**WHAT THIS TASK INVOLVES:** Copy the data below word for word, leaving out the pictures.

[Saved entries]
════════════════

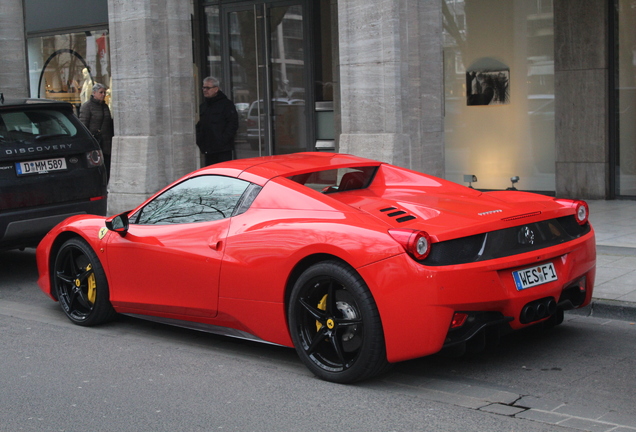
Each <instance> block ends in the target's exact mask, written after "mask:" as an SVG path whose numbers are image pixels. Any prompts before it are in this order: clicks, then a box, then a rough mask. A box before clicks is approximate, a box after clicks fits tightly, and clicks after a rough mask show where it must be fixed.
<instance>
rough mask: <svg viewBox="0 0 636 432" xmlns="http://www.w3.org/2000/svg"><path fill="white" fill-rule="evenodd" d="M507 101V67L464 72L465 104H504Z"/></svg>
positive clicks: (508, 80) (474, 70) (501, 104)
mask: <svg viewBox="0 0 636 432" xmlns="http://www.w3.org/2000/svg"><path fill="white" fill-rule="evenodd" d="M509 103H510V70H509V69H503V70H471V71H468V72H466V105H504V104H509Z"/></svg>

════════════════

**YOUR SOLUTION:**
Each <instance> block ends in the target's exact mask, written after "mask:" as an SVG path whose numbers are image pixels. Any prompts before it are in this order: clicks, then a box, then a rough mask. A box before clicks is approximate, a box after clicks fits tightly, and clicks after a rough mask show where it must be fixed.
<instance>
rough mask: <svg viewBox="0 0 636 432" xmlns="http://www.w3.org/2000/svg"><path fill="white" fill-rule="evenodd" d="M507 101V67L464 72L465 104H504Z"/></svg>
positive clicks: (508, 80) (474, 70) (501, 104)
mask: <svg viewBox="0 0 636 432" xmlns="http://www.w3.org/2000/svg"><path fill="white" fill-rule="evenodd" d="M509 103H510V70H509V69H503V70H471V71H468V72H466V105H504V104H509Z"/></svg>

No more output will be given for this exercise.